--- begin Data records ---

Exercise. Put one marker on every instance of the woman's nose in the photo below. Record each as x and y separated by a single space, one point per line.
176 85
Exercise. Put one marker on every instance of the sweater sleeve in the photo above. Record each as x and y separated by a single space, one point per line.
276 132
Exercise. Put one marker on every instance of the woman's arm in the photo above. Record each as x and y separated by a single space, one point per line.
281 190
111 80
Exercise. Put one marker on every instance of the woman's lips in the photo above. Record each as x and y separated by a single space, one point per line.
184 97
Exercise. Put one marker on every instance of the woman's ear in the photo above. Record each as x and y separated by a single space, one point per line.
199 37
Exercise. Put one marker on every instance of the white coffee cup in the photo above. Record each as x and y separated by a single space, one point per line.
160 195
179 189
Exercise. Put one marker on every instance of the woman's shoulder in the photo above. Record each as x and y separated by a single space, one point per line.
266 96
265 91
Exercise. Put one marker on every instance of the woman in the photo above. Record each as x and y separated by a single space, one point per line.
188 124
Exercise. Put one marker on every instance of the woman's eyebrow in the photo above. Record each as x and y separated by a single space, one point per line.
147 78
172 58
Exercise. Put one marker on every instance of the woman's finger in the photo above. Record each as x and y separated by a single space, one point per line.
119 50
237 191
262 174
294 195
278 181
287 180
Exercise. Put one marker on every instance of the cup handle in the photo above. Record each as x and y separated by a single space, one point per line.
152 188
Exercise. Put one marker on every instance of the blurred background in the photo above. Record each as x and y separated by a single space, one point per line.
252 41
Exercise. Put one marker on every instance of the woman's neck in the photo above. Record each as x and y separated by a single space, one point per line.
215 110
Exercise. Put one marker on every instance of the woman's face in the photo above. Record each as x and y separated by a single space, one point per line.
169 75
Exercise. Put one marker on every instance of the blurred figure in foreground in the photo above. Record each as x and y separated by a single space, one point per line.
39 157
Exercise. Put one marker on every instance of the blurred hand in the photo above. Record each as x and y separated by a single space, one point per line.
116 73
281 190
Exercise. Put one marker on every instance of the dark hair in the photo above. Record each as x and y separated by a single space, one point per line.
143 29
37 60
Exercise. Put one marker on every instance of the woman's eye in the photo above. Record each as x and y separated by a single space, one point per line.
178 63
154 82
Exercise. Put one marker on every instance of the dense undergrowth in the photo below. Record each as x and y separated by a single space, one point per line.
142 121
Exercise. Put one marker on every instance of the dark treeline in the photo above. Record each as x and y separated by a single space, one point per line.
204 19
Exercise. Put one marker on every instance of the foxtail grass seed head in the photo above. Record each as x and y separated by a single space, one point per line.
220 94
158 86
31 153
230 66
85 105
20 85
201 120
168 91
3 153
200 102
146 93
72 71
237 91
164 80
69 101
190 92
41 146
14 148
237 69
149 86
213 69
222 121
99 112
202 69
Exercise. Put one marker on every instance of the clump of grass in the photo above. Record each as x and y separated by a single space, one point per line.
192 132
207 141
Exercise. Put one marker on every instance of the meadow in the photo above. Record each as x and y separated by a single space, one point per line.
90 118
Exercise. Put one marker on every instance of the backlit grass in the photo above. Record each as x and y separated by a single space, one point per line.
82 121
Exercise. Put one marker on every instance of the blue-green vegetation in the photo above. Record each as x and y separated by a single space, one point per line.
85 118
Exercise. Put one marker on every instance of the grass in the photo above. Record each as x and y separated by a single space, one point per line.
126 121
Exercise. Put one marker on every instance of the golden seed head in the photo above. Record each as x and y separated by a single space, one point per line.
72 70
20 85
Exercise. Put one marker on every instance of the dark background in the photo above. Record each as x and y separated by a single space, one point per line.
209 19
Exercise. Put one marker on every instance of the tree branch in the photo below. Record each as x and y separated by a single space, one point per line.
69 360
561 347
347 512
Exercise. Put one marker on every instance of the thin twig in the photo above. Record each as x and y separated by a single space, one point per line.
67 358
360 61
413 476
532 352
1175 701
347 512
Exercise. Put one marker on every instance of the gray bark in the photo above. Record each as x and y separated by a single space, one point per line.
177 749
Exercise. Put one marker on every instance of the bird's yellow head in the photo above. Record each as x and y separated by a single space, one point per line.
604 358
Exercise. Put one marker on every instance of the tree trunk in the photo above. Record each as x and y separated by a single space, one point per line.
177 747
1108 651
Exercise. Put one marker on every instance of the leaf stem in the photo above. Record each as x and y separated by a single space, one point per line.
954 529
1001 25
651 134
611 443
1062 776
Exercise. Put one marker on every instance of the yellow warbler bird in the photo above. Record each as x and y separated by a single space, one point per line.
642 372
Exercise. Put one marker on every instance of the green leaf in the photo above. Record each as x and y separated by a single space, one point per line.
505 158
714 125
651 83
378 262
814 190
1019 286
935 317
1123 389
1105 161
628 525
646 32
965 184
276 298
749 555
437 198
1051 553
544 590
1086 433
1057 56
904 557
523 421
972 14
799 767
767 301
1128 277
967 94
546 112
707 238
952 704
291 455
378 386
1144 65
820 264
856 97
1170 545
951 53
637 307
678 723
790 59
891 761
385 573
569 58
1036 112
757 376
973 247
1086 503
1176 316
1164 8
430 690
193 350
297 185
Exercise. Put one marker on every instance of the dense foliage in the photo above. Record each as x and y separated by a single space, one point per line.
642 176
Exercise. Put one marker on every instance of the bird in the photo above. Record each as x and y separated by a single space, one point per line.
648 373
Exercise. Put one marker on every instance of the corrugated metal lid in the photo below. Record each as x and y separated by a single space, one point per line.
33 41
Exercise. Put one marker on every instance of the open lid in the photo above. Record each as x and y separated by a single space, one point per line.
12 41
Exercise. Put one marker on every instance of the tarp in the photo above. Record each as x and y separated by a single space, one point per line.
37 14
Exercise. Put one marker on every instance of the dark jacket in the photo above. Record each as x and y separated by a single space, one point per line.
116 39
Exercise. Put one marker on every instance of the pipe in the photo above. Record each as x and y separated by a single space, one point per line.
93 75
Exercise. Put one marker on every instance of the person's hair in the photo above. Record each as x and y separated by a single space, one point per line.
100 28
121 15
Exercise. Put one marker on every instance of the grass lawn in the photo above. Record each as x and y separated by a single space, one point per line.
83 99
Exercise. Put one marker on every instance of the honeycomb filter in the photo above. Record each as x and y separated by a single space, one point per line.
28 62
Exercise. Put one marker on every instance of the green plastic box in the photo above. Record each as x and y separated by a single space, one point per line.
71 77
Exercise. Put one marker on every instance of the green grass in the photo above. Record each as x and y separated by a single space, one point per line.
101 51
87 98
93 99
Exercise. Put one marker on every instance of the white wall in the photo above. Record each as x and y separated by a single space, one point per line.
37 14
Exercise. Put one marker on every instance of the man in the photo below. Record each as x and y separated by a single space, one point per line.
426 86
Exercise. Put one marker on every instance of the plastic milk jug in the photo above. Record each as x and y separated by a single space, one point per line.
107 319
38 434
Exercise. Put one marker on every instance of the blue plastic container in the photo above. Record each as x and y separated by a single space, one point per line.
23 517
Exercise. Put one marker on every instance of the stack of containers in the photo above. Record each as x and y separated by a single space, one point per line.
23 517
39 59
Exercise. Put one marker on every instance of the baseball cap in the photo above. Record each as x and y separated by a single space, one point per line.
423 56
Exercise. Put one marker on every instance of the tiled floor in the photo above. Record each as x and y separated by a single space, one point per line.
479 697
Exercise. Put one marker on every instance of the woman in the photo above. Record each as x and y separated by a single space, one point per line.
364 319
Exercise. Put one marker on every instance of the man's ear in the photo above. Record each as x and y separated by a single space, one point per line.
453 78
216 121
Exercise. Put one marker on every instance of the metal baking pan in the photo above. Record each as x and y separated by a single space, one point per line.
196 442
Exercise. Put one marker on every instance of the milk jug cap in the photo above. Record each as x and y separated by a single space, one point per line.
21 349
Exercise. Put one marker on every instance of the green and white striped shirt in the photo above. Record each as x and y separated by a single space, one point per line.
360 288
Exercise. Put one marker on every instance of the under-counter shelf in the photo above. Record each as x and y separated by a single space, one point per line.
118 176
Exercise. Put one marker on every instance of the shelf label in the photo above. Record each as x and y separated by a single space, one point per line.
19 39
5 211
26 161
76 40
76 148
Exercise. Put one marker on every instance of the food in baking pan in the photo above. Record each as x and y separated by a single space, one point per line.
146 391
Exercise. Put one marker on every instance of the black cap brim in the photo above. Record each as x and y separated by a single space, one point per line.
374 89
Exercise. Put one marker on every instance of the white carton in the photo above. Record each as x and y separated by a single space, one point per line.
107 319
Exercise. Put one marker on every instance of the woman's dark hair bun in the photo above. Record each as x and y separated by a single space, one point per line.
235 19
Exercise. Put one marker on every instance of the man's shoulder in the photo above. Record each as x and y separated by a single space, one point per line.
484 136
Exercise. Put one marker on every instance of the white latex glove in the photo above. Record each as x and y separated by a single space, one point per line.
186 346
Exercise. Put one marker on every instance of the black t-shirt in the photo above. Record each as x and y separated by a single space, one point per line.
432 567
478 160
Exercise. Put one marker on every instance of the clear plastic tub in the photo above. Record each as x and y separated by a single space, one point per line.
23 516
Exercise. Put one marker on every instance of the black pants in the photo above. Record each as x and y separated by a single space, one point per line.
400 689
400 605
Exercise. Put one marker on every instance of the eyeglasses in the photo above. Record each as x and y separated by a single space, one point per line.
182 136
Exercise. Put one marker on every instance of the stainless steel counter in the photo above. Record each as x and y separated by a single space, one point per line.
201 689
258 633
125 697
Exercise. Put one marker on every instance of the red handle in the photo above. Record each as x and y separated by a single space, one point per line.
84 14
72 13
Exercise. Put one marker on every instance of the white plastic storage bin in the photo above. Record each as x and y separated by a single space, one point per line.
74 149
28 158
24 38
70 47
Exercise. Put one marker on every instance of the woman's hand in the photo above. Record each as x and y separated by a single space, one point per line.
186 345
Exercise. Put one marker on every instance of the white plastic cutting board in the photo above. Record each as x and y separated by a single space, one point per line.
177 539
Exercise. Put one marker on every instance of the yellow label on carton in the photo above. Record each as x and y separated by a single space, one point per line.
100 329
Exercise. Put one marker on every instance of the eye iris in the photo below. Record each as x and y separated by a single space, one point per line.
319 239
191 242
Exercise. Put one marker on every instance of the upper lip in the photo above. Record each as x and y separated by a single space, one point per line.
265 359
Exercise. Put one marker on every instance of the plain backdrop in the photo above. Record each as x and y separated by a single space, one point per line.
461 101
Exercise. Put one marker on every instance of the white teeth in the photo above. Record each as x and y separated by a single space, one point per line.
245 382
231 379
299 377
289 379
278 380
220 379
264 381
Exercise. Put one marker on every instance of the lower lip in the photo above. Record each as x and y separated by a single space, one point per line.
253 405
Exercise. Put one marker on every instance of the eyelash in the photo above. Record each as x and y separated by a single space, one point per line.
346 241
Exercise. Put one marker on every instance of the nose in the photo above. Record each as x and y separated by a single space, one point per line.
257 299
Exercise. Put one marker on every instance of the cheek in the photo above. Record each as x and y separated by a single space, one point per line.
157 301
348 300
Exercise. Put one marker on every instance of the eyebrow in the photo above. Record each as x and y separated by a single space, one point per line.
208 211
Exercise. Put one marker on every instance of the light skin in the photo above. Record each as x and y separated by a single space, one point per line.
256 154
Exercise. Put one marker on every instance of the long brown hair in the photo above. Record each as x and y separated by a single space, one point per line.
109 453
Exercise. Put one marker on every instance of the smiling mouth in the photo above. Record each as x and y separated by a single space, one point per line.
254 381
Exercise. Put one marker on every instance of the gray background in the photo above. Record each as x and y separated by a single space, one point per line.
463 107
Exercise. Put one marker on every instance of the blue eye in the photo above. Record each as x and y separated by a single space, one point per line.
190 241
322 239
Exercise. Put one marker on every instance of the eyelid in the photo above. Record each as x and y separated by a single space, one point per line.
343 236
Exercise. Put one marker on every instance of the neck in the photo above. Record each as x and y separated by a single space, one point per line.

--- end Data records ---

Task: Give back exactly the lines from the line containing "Exercise. Put one marker on every instance of the smiling" to the end of the entries, and no other lines.

Expected answer:
Exercise. Put one marker on every instance of the smiling mouth in the photo above. Record each as x and y separated by a single space, one point per line.
254 381
Exercise. Put one marker on every instance of the gray background in the photo above. Record each as x and y separated by a single space, one point per line.
463 107
Exercise. Put one marker on every instance of the blue eye in the photo above. Record each as x and y separated by a single space, one point per line.
190 241
322 239
Exercise. Put one marker on every instance of the eyelid in the photo above. Record each as x and y separated by a single space, one point per line.
343 236
Exercise. Put one marker on every instance of the neck in the photo above. Record each as x and y separated by a single space, one point per line.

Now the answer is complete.